TASK OBJECTIVE
Nothing but the lines below from the one that contains "Target: rusty metal post" through the one that contains "Target: white ceiling" should be retyped, exactly and including both ends. Do not include pictures.

RECORDS SHOWN
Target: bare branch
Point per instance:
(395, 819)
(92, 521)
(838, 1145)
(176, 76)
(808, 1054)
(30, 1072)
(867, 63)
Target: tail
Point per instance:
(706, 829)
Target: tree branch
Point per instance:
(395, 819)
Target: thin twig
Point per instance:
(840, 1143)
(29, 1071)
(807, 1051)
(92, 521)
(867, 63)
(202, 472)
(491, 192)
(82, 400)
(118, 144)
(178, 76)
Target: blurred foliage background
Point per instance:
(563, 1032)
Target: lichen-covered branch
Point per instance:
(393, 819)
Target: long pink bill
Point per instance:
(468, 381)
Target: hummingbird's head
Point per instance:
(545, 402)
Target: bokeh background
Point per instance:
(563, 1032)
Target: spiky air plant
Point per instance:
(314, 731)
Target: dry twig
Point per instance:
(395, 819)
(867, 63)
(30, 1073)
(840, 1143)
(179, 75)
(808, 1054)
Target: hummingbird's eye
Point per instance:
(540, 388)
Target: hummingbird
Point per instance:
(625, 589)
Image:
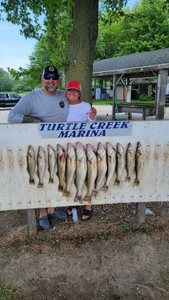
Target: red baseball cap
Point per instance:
(74, 85)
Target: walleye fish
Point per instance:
(139, 162)
(120, 162)
(31, 164)
(102, 167)
(51, 162)
(41, 165)
(91, 171)
(71, 167)
(129, 161)
(111, 163)
(61, 166)
(81, 170)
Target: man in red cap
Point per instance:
(44, 105)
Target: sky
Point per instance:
(15, 49)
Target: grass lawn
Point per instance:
(7, 291)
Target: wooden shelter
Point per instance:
(129, 68)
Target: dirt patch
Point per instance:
(109, 257)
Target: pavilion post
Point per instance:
(114, 97)
(161, 93)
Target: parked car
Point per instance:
(8, 99)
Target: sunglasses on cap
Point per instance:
(48, 77)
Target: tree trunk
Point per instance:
(81, 45)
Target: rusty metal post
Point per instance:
(140, 212)
(32, 222)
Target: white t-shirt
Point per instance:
(77, 112)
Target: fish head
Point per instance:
(70, 150)
(90, 151)
(120, 149)
(60, 150)
(139, 148)
(80, 150)
(31, 151)
(51, 150)
(41, 152)
(101, 150)
(110, 149)
(129, 147)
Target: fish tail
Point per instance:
(128, 178)
(117, 181)
(87, 198)
(50, 180)
(67, 193)
(78, 198)
(40, 185)
(105, 188)
(60, 188)
(137, 182)
(31, 181)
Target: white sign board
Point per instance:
(17, 193)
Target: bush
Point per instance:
(144, 97)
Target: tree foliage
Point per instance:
(148, 28)
(6, 82)
(143, 28)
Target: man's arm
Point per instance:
(28, 119)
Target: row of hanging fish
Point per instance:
(95, 168)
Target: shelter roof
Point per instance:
(146, 64)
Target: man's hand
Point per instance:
(28, 119)
(93, 110)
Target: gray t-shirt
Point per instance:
(38, 104)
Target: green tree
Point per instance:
(76, 21)
(6, 82)
(148, 28)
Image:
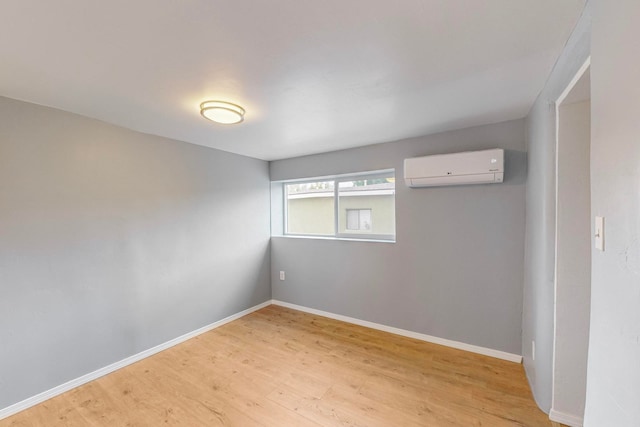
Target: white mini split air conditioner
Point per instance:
(471, 167)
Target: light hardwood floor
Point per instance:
(281, 367)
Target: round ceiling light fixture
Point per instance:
(222, 112)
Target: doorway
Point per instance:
(573, 250)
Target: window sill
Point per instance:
(347, 239)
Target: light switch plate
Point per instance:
(599, 234)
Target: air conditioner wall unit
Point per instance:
(471, 167)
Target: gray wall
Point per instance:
(456, 269)
(613, 381)
(112, 242)
(538, 307)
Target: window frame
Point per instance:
(337, 179)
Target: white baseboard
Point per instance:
(566, 419)
(38, 398)
(428, 338)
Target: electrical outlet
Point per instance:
(599, 237)
(533, 350)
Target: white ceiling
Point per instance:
(314, 76)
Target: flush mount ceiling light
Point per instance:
(222, 112)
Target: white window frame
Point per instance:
(337, 179)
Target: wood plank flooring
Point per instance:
(281, 367)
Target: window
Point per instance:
(359, 219)
(358, 206)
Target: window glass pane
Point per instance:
(353, 219)
(367, 206)
(310, 208)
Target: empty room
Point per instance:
(294, 213)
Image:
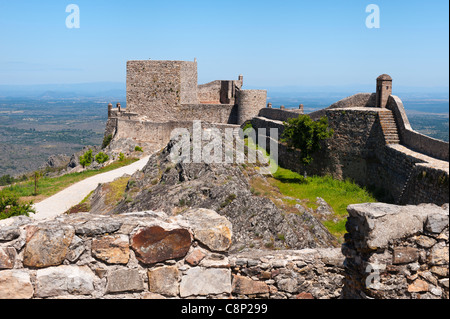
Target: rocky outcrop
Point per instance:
(224, 188)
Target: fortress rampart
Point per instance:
(375, 147)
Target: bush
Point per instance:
(86, 159)
(106, 141)
(101, 158)
(305, 134)
(10, 206)
(6, 180)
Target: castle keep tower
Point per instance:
(250, 102)
(384, 90)
(156, 89)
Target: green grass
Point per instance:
(48, 186)
(338, 194)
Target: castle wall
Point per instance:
(416, 141)
(278, 114)
(157, 88)
(209, 92)
(356, 100)
(213, 113)
(396, 252)
(357, 151)
(250, 103)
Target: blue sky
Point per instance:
(272, 43)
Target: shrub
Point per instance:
(305, 134)
(106, 141)
(101, 158)
(6, 180)
(86, 159)
(10, 206)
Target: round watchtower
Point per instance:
(249, 103)
(384, 90)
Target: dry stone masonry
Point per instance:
(397, 252)
(390, 252)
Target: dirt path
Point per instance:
(71, 196)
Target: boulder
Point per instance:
(15, 284)
(155, 244)
(113, 249)
(210, 228)
(47, 245)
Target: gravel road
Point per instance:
(73, 195)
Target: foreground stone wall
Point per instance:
(390, 252)
(397, 252)
(149, 255)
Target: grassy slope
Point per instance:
(338, 194)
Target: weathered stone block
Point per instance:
(439, 255)
(15, 284)
(124, 280)
(246, 286)
(47, 245)
(418, 286)
(436, 223)
(98, 226)
(155, 244)
(202, 281)
(405, 255)
(7, 257)
(288, 284)
(164, 280)
(195, 257)
(9, 233)
(64, 280)
(113, 249)
(210, 228)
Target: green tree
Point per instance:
(86, 159)
(106, 141)
(10, 206)
(6, 180)
(101, 158)
(305, 134)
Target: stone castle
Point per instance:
(373, 143)
(163, 95)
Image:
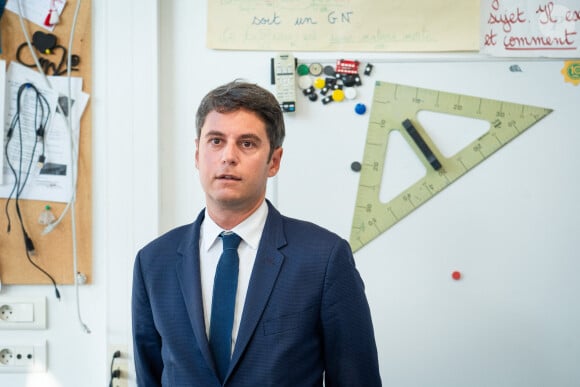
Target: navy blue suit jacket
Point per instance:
(306, 318)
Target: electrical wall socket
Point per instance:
(22, 358)
(121, 364)
(22, 312)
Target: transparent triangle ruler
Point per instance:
(395, 107)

COMPLETED EXERCISE
Target: rusty metal post
Point per instance:
(140, 212)
(32, 222)
Target: white t-shirt
Point per instance:
(77, 112)
Target: fish head
Point per instance:
(70, 150)
(90, 151)
(120, 149)
(60, 150)
(139, 148)
(80, 150)
(31, 151)
(51, 150)
(41, 152)
(101, 150)
(110, 149)
(129, 147)
Target: fish tail
Point per instance:
(128, 178)
(117, 181)
(87, 198)
(50, 180)
(67, 193)
(78, 198)
(40, 185)
(105, 188)
(60, 188)
(137, 182)
(31, 181)
Target: white sign board
Point per instance:
(17, 193)
Target: bush
Point per instance:
(144, 97)
Target: tree foliage
Point per instance:
(148, 28)
(6, 82)
(143, 28)
Target: man's arm
Point per instance:
(28, 119)
Target: row of hanging fish
Point per instance:
(95, 168)
Target: shelter roof
Point per instance:
(146, 64)
Target: man's hand
Point per instance:
(28, 119)
(93, 110)
Target: gray t-shirt
Point per instance:
(38, 104)
Target: green tree
Point per instance:
(76, 21)
(6, 82)
(148, 28)
Image:
Target: white mini split air conditioner
Point per instance:
(471, 167)
Target: light hardwood floor
Point per instance:
(281, 367)
Target: round ceiling light fixture
Point per instance:
(222, 112)
Target: doorway
Point per instance:
(573, 250)
Target: window sill
Point per instance:
(347, 239)
Target: light switch plate
Point per instance:
(599, 234)
Target: air conditioner wall unit
Point per instance:
(471, 167)
Target: gray wall
Point per instance:
(456, 269)
(613, 381)
(112, 242)
(538, 307)
Target: window frame
Point per instance:
(337, 179)
Target: white baseboard
Point per instance:
(566, 419)
(38, 398)
(428, 338)
Target: electrical outlet
Point per instance:
(599, 237)
(533, 350)
Target: white ceiling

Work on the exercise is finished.